In the data below, copy the lines between the ones holding "In this exercise you will mark every instance of the hazy" and "Target: hazy distant mountain", inclusive, replacing "hazy distant mountain" with "misty mountain range" and changing nothing else.

→ Named object pointing data:
= = = = =
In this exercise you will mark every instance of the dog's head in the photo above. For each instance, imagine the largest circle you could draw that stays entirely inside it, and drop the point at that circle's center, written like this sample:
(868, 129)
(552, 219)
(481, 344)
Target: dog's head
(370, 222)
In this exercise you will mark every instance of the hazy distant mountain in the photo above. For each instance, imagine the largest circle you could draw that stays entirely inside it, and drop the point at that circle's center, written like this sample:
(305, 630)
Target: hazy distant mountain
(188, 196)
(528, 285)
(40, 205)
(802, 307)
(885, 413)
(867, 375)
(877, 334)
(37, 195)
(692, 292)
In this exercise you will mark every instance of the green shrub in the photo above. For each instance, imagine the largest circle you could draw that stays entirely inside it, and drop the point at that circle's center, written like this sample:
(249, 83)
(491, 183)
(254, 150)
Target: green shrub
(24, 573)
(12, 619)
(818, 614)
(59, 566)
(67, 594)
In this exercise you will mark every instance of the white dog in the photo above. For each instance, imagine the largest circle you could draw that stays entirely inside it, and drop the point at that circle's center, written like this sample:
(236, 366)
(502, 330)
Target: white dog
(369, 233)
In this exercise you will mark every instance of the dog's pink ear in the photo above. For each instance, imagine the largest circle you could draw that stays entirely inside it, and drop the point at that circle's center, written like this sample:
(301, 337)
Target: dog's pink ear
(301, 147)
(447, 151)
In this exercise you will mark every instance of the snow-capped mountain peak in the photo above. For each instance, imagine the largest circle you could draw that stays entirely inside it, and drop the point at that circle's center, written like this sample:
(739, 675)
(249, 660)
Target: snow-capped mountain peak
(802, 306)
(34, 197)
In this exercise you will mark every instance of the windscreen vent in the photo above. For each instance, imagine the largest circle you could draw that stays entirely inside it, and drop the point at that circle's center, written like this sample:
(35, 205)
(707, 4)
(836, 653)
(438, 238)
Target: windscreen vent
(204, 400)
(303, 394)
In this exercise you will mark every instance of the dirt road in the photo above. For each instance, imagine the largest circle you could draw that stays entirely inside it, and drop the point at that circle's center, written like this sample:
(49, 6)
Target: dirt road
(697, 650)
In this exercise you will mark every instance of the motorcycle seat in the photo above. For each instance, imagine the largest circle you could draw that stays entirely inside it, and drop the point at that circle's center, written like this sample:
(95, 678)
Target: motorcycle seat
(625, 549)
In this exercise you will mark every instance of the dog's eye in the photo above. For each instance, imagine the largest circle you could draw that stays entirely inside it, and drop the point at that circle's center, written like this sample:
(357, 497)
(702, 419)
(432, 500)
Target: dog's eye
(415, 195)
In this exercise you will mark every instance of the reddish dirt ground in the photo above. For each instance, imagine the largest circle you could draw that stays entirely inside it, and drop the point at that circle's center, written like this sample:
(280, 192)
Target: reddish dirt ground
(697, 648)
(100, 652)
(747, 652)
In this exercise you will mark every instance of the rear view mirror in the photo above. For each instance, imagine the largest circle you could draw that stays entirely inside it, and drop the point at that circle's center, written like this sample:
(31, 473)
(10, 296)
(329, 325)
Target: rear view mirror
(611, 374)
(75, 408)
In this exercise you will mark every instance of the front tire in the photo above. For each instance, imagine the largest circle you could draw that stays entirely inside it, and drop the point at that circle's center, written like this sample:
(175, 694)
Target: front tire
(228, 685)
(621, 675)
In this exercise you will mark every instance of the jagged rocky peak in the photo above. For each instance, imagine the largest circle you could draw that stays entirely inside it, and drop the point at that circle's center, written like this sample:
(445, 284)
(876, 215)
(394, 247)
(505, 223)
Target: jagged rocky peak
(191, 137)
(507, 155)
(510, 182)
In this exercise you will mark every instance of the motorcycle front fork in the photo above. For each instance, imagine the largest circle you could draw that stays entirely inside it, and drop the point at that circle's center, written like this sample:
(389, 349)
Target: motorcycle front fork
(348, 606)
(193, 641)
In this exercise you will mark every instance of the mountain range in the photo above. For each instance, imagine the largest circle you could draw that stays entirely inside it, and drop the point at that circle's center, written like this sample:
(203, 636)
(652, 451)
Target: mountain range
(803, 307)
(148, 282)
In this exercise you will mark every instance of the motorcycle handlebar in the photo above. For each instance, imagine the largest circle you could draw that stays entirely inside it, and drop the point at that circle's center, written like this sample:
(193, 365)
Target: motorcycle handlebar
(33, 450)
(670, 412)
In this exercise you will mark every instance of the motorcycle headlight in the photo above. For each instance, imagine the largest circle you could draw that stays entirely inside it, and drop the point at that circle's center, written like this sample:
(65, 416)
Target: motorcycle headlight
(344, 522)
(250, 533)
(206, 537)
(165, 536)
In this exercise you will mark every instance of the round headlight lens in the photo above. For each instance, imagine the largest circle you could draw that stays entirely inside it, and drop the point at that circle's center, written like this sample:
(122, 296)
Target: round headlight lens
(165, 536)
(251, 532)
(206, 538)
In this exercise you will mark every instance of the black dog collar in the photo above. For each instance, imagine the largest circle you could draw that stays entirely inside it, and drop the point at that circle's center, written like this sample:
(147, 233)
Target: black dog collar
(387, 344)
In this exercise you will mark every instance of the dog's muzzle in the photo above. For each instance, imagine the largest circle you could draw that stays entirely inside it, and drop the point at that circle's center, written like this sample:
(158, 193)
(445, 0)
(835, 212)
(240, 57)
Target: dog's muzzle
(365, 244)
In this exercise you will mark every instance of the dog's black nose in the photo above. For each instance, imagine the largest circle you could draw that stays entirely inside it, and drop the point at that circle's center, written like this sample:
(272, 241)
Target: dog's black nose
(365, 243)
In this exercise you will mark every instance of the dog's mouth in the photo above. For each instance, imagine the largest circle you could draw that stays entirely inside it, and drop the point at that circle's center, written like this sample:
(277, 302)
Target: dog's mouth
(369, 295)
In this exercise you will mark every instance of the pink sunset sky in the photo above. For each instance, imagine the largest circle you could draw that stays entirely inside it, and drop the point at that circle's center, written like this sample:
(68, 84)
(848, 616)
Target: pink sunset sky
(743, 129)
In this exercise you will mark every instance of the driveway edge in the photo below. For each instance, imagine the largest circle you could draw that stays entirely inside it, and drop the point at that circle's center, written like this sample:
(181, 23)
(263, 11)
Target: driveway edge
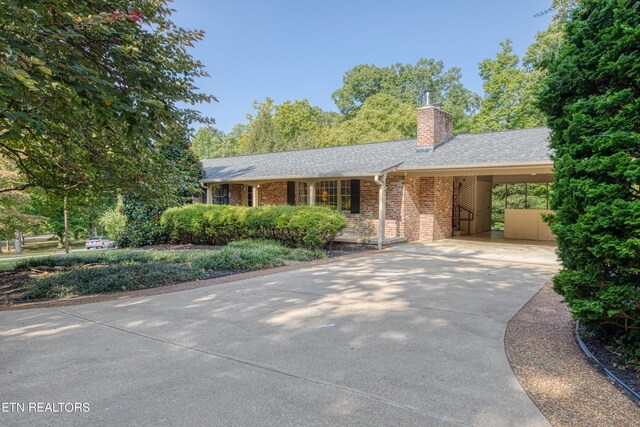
(553, 371)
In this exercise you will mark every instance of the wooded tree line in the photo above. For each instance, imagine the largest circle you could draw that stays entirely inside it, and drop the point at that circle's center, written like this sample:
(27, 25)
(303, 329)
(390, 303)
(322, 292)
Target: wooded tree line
(378, 104)
(95, 100)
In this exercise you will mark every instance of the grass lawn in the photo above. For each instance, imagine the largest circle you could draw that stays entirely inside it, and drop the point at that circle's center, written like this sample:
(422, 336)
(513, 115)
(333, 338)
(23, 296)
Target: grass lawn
(86, 273)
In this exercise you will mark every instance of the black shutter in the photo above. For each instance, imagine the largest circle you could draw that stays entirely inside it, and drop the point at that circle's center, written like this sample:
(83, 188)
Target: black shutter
(355, 196)
(225, 194)
(291, 193)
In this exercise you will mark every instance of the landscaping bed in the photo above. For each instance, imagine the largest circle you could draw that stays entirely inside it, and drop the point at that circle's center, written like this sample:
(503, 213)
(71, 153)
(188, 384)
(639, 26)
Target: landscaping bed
(566, 387)
(102, 272)
(614, 360)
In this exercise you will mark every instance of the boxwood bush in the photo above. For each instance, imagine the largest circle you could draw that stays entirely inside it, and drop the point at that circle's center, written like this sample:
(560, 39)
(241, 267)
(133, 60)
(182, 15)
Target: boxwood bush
(299, 226)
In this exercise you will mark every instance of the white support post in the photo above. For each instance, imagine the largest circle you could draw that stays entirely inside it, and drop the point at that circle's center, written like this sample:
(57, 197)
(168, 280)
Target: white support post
(312, 193)
(256, 194)
(209, 194)
(382, 207)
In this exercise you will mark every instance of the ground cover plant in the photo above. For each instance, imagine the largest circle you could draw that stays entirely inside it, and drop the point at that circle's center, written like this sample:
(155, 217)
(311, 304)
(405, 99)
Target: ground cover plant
(124, 270)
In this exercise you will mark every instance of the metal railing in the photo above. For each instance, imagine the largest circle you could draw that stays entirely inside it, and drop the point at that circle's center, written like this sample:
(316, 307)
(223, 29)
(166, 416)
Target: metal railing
(469, 218)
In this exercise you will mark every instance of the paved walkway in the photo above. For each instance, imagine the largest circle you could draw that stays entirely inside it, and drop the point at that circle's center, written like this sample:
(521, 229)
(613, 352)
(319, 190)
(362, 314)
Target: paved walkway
(411, 337)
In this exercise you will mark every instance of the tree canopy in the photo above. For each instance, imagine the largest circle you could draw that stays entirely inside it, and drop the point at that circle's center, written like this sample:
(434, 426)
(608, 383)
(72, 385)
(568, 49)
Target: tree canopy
(509, 94)
(408, 83)
(91, 93)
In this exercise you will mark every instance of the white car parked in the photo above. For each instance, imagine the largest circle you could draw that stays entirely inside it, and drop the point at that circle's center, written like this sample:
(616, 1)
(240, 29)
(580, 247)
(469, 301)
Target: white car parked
(99, 242)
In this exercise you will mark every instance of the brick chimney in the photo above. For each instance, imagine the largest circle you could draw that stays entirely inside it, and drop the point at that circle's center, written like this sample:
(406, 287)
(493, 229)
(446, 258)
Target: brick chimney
(434, 127)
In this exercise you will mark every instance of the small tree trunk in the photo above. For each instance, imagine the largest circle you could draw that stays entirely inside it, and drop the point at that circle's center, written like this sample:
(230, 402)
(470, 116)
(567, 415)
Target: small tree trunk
(66, 227)
(18, 242)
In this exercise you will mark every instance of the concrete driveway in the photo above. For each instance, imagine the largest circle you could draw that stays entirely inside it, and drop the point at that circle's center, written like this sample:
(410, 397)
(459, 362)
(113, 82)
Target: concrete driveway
(410, 337)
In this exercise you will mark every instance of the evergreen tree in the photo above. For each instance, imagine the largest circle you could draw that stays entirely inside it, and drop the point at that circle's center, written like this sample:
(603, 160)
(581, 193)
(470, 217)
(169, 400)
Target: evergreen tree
(591, 95)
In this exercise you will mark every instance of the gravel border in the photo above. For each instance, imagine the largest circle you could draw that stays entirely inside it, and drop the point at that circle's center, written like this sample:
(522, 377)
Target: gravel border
(87, 299)
(635, 396)
(543, 353)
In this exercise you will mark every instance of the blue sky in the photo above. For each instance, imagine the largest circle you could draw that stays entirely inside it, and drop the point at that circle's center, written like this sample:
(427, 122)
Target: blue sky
(301, 49)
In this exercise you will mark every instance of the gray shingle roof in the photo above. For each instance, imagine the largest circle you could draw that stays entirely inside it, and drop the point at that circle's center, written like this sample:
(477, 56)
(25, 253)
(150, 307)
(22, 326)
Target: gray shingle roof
(476, 149)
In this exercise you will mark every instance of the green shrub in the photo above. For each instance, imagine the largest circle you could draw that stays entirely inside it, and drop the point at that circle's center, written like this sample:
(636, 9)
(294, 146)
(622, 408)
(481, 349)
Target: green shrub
(298, 226)
(143, 224)
(124, 270)
(108, 279)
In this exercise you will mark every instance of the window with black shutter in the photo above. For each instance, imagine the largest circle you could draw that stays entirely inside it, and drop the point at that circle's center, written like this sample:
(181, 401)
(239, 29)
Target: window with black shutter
(291, 193)
(355, 196)
(221, 194)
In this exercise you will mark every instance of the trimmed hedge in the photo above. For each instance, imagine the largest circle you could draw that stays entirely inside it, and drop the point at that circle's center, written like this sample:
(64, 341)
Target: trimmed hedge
(300, 226)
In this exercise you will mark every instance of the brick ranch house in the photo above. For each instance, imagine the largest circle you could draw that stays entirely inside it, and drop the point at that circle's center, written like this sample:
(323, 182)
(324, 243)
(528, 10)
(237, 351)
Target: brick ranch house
(429, 188)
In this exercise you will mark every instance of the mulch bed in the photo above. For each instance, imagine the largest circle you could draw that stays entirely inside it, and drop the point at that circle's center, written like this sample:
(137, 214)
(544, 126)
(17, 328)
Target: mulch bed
(569, 391)
(613, 361)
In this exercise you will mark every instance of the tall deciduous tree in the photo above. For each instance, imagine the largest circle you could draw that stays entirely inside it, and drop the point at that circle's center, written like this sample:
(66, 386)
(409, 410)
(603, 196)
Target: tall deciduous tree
(91, 92)
(591, 96)
(509, 94)
(382, 118)
(208, 142)
(408, 83)
(15, 218)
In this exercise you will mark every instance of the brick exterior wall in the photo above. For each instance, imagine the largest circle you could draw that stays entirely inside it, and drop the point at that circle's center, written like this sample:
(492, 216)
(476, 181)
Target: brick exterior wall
(273, 193)
(418, 208)
(434, 126)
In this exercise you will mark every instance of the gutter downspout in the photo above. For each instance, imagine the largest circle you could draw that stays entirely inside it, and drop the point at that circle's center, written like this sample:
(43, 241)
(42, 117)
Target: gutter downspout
(382, 206)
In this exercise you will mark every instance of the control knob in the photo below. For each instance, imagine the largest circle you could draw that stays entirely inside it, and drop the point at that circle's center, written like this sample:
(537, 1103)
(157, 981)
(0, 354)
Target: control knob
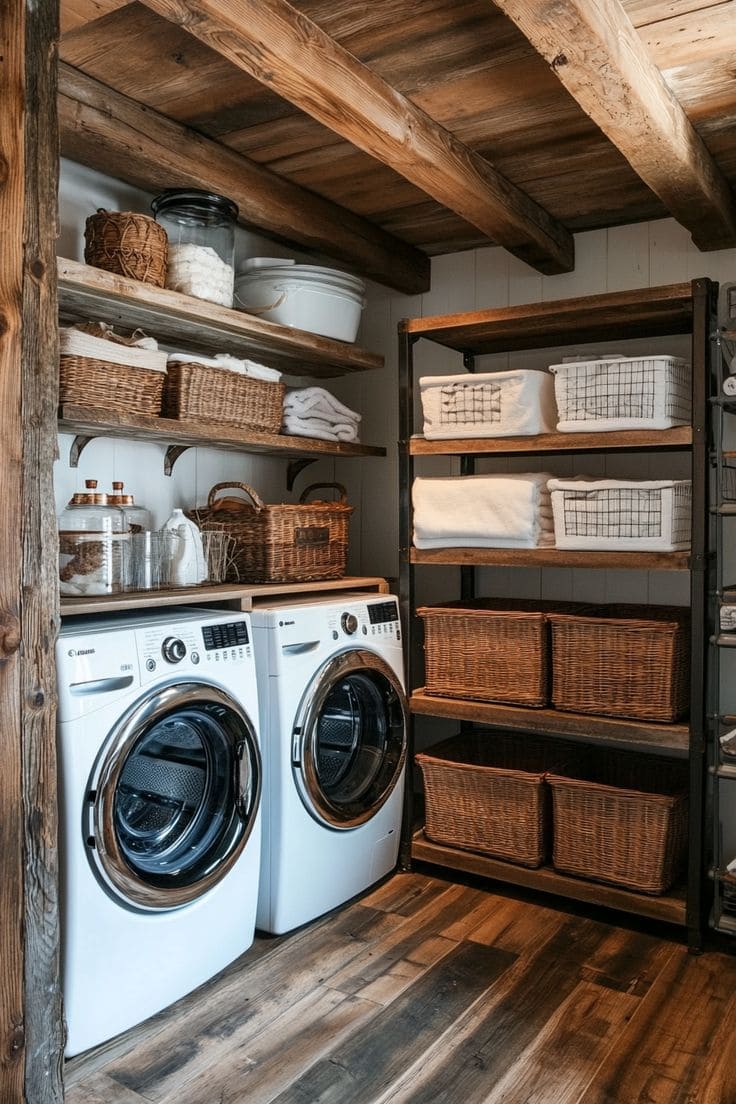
(173, 649)
(349, 623)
= = = = =
→ SOLUTION TO THE PROBLEM:
In this exercise you will mark every instance of the misty mountain range in the photo above. For each instance, imagine the largest circle you could draw that stays entirely inside it, and drop the point at that circle's center, written like this sample:
(305, 630)
Target: misty mountain range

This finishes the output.